* START Data extract *
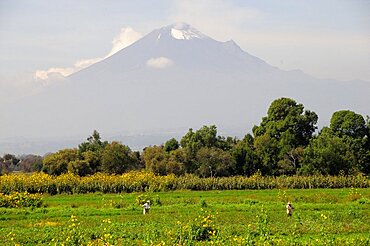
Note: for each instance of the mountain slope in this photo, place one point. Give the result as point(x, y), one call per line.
point(172, 79)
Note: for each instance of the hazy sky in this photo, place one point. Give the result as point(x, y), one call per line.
point(324, 38)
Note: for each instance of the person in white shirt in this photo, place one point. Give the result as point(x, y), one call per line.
point(146, 207)
point(289, 209)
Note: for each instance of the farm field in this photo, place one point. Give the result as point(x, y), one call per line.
point(243, 217)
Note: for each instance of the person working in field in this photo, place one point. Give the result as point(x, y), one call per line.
point(289, 209)
point(146, 207)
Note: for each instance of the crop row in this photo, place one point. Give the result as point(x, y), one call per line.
point(144, 181)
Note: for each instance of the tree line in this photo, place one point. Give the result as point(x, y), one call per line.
point(286, 142)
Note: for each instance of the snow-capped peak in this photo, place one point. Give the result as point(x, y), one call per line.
point(185, 31)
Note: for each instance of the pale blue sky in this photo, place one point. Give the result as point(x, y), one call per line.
point(324, 38)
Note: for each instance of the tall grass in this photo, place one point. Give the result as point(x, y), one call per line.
point(145, 181)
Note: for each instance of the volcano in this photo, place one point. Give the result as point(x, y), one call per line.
point(172, 79)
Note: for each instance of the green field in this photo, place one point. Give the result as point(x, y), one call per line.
point(321, 216)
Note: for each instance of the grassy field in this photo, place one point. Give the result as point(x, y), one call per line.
point(321, 216)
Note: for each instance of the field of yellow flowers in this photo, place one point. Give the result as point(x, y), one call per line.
point(145, 181)
point(185, 217)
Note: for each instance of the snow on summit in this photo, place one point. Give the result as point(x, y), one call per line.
point(185, 31)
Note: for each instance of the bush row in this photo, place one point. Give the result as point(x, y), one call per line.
point(145, 181)
point(20, 200)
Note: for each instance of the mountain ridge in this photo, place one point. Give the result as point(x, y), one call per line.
point(171, 83)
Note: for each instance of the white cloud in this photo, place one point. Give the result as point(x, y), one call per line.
point(126, 37)
point(159, 62)
point(220, 19)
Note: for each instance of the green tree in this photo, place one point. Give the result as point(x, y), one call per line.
point(171, 145)
point(327, 154)
point(354, 131)
point(79, 167)
point(118, 158)
point(214, 162)
point(348, 123)
point(57, 163)
point(92, 150)
point(160, 162)
point(245, 157)
point(286, 127)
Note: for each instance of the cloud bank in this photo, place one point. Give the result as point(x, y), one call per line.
point(159, 62)
point(126, 37)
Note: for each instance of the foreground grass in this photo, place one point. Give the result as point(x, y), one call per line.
point(321, 216)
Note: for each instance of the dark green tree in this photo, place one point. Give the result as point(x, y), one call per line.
point(328, 154)
point(245, 157)
point(354, 131)
point(171, 145)
point(118, 158)
point(286, 127)
point(57, 163)
point(214, 162)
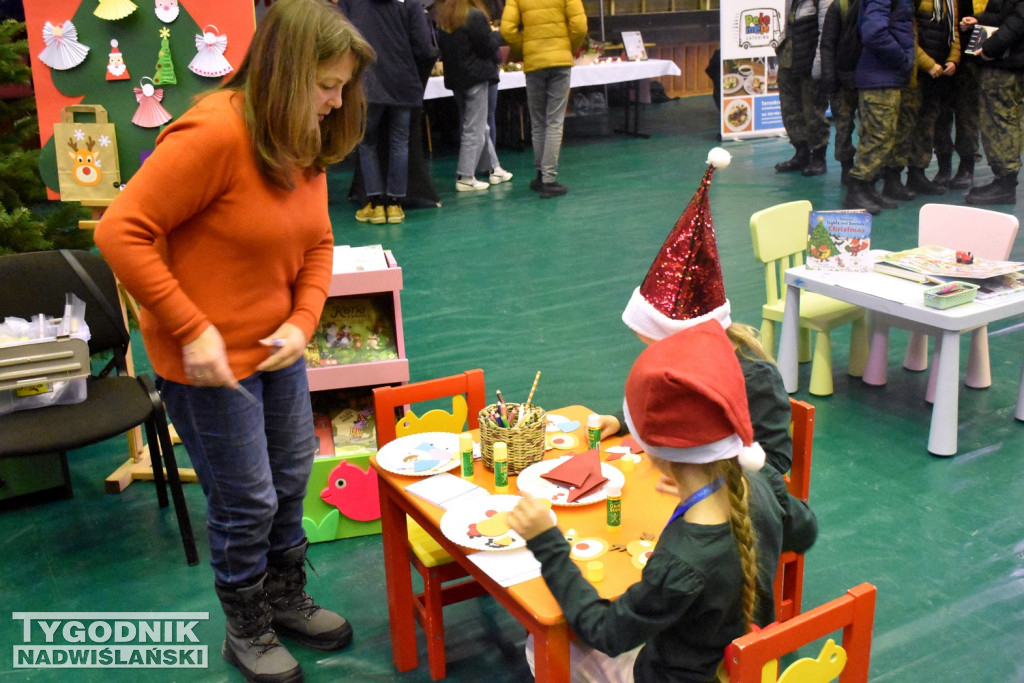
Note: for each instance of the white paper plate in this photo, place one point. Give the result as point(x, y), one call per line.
point(732, 83)
point(401, 455)
point(530, 481)
point(460, 523)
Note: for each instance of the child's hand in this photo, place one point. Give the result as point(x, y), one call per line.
point(531, 516)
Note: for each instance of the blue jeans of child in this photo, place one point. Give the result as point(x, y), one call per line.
point(395, 119)
point(476, 148)
point(253, 463)
point(547, 95)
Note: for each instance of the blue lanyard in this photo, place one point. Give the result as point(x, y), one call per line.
point(695, 498)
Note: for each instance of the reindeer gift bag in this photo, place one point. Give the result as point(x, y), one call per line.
point(87, 155)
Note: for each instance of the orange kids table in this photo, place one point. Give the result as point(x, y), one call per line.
point(645, 511)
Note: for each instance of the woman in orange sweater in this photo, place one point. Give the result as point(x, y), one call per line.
point(223, 238)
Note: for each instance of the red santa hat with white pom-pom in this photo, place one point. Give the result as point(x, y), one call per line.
point(686, 400)
point(684, 284)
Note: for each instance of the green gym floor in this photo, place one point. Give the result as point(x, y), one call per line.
point(513, 284)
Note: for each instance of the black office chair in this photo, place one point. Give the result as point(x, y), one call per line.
point(116, 402)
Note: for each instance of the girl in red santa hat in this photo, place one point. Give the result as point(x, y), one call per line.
point(701, 587)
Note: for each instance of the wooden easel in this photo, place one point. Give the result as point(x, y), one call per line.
point(138, 467)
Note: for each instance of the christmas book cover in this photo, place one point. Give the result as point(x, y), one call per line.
point(839, 241)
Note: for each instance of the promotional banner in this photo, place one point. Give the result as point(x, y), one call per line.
point(751, 30)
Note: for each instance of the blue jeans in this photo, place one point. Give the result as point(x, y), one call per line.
point(253, 463)
point(547, 95)
point(396, 121)
point(476, 150)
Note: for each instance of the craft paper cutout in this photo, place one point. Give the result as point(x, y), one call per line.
point(210, 60)
point(62, 50)
point(117, 70)
point(165, 66)
point(588, 549)
point(167, 10)
point(151, 114)
point(353, 492)
point(113, 10)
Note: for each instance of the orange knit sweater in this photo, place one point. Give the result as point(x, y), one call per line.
point(199, 238)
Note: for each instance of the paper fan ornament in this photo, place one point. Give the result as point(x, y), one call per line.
point(151, 113)
point(62, 49)
point(117, 70)
point(210, 60)
point(112, 10)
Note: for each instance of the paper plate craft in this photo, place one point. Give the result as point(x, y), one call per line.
point(210, 60)
point(62, 50)
point(151, 114)
point(560, 441)
point(420, 455)
point(112, 10)
point(482, 523)
point(588, 549)
point(551, 479)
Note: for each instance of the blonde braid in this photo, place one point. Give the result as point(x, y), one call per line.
point(742, 530)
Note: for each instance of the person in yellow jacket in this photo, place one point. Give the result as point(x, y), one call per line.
point(546, 33)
* END Data extract *
--- Challenge ---
Can you copy out all of the lines above word for word, leaving out the pictures?

--- Solution for this problem ---
Note: for each instance of the mountain slope in this photo, place one point. Give the result as point(x, y), one call per line.
point(172, 79)
Note: for each instance of the hazy sky in this photo, place one point. Give the result as point(x, y), one call per line.
point(324, 38)
Note: for each instance of the person in white shirt in this photo, place one point. Give the result as point(x, y), one call per line.
point(146, 207)
point(289, 209)
Note: for each instance of the farm field in this photo, place one point. Give the result as point(x, y), one call per line.
point(243, 217)
Note: for each instance of the person working in field in this photo, place one point. Give the result as point(x, y), one call per line.
point(289, 209)
point(146, 207)
Note: for each instance of the crop row in this photo, place one point. Give the result as point(x, y), one call per line.
point(144, 181)
Note: for each instance of the tree line in this photo, place one point. Give the result as point(x, y), one call per line.
point(286, 142)
Note: for each instance of the snow-capped peak in this photo, place one point. Give the result as point(x, y), one call per line.
point(185, 31)
Note: for each instance of the pale blue sky in this photo, place one point. Give the result as point(x, y), one call per line.
point(324, 38)
Note: for each instance of the tall grass in this photo, place one point. Give the result as point(x, y), one call per line.
point(145, 181)
Note: for each instance of the volcano in this photo, place one point. Give the result as point(x, y), one call per line.
point(172, 79)
Note: for each instance of the green field in this photo, place one point. Give the result as point(x, y), one call per line.
point(321, 216)
Note: for each instance of the grassy field in this photo, place one point. Give the result as point(x, y), one call per line.
point(321, 216)
Note: for each instance of the field of yellow flowers in this photo, place one point. Give the result as point(x, y), one call per line.
point(145, 181)
point(185, 217)
Note: for each instance of the snow on summit in this photo, place one point. Give the result as point(x, y), one call per line.
point(185, 31)
Note: for each instance of the bush row in this photo, place one point. Give the result as point(x, y), one call per line.
point(145, 181)
point(20, 200)
Note: for each instance of the mountain ridge in this photo, place one point. Give the result as point(x, y), one call per line.
point(171, 83)
Note: for each instance of the white cloud in this photo, place one point. Give the result as point(x, y), one call per line.
point(126, 37)
point(159, 62)
point(220, 19)
Note: for each instance of the green tree in this photo, place one point. Give the result as point(x, y), one call per line.
point(171, 145)
point(327, 154)
point(354, 131)
point(79, 167)
point(118, 158)
point(214, 162)
point(348, 123)
point(57, 163)
point(92, 150)
point(160, 162)
point(245, 157)
point(286, 127)
Note: for each instance of the cloud bank in this photo, place one point. Give the result as point(x, y), one call per line.
point(159, 62)
point(126, 37)
Note: for each instance of the foreground grass in this photo, place one point. Give the result as point(x, y), one call per line.
point(321, 216)
Note: for each instance of the dark green tree in this photo, place one point. Give the result as point(x, y), one call per line.
point(328, 154)
point(245, 157)
point(354, 131)
point(171, 145)
point(118, 158)
point(286, 127)
point(57, 163)
point(214, 162)
Note: for each instance of the white paper plate in this photo, place one point. Give the result as point(x, y), one call per line.
point(732, 83)
point(401, 455)
point(530, 481)
point(460, 523)
Note: for each instance of the child's hand in this photo, place one point. Give the result as point(x, y), one call per line.
point(531, 516)
Note: for each instance of the blue jeans of child in this photo, place one point. Give the result as point(x, y), one call per line.
point(395, 119)
point(476, 148)
point(253, 463)
point(547, 95)
Note: for each instance of the blue lanyard in this photo, place one point. Give the result as point(x, y), one call per line.
point(695, 498)
Note: for each instance of the reindeer gift bag in this photo, place one point. Give the result as point(x, y), one call per line.
point(87, 155)
Note: for each instance of the orange kids table in this photo, place one point. Give the result as point(x, y), one call per line.
point(645, 511)
Note: for each instance of the woman in orange sweater in this photo, place one point. Give the result as point(x, y), one call per line.
point(223, 238)
Note: for each instance of the red santa hat with white pom-pom in this photo, place one point. Give the result as point(x, y), one call per line.
point(686, 400)
point(684, 284)
Note: for each instance of the green gym floor in this photo, place one point. Give the result as point(x, y), one call per line.
point(513, 284)
Note: for each instance of the black office chair in this photo, place one point. Give the result as point(x, y), one call per line.
point(116, 402)
Note: for each instance of the girl in red santa hat in this photo, place one point. Give the result as point(x, y), one call per line.
point(701, 587)
Note: for each instance of the wooden easel in this photo, place one point. Give the result as point(x, y), one call per line.
point(138, 467)
Note: for each instance of the christmas book cover in this photo, place one point. Give the result as point(x, y), one call per line.
point(839, 241)
Note: for each instance of the promotional banner in this photo, place one point. Give the result as point(x, y), one call per line.
point(751, 30)
Note: for each instance of the blue jeans in this photo, place one point. Give the result as point(x, y), one call per line.
point(253, 463)
point(547, 95)
point(396, 121)
point(476, 150)
Note: for each instance of the craft paper cutout in this photo, place one point. Give the result as point(x, y), one call per line.
point(210, 60)
point(62, 50)
point(117, 70)
point(165, 66)
point(588, 549)
point(167, 10)
point(151, 114)
point(353, 492)
point(113, 10)
Note: for each instance of the orange knit sweater in this photo, place one point. Give the result as point(x, y), one call per line.
point(199, 238)
Note: for each instance of the paper fan ornament in this photo, place one point. Give the result as point(x, y), one call per line.
point(151, 113)
point(62, 49)
point(117, 70)
point(210, 60)
point(112, 10)
Note: for each instance of the paper plate craft in this photo, place one point. Give the result as point(x, y), one call per line.
point(210, 60)
point(62, 50)
point(151, 114)
point(560, 441)
point(420, 455)
point(112, 10)
point(482, 523)
point(588, 549)
point(551, 479)
Note: for each instance of the blonde braid in this photo, place one point. Give the result as point(x, y), one call per line.
point(742, 530)
Note: for each instance of the person in yellow jacket in this photo, place one point. Give the result as point(x, y), one call per line.
point(546, 33)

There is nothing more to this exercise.